EXERCISE DIRECTIONS: Once you have located the line containing "like x=489 y=240." in the material below, return it exactly along with each line after it through the line containing "like x=497 y=183.".

SOURCE INFORMATION:
((

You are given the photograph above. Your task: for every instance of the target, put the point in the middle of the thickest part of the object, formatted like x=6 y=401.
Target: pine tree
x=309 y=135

))
((

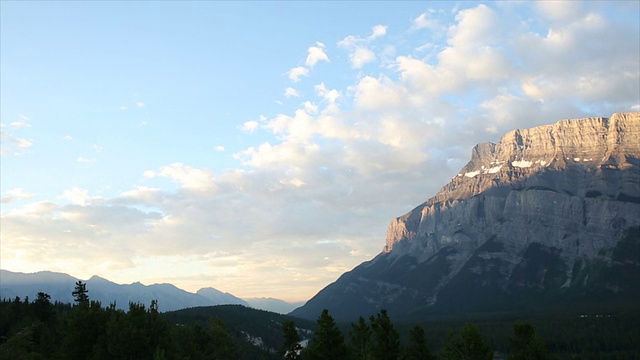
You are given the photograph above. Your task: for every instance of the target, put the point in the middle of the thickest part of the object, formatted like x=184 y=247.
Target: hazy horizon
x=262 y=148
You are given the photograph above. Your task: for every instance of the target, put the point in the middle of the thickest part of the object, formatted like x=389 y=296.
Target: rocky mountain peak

))
((

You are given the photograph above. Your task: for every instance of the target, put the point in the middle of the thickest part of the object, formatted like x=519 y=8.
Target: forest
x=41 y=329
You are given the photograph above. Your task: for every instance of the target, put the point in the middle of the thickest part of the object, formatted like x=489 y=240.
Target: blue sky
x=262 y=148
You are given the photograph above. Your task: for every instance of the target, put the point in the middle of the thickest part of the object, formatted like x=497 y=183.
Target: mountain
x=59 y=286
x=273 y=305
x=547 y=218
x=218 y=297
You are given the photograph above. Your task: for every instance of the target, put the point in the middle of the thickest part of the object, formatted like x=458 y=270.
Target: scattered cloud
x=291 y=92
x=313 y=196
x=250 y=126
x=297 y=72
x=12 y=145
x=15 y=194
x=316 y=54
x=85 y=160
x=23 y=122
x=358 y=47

))

EXERCISE RESPONSE:
You are given the photograph above. Your task: for every instance of the target, put the point in the middle of the thickest part of the object, formatted like x=489 y=240.
Target: blue sky
x=262 y=148
You are given the photograph above. Your task: for every instance of the target, put the point in the middle of the thickest part of the object, formatted like x=497 y=183.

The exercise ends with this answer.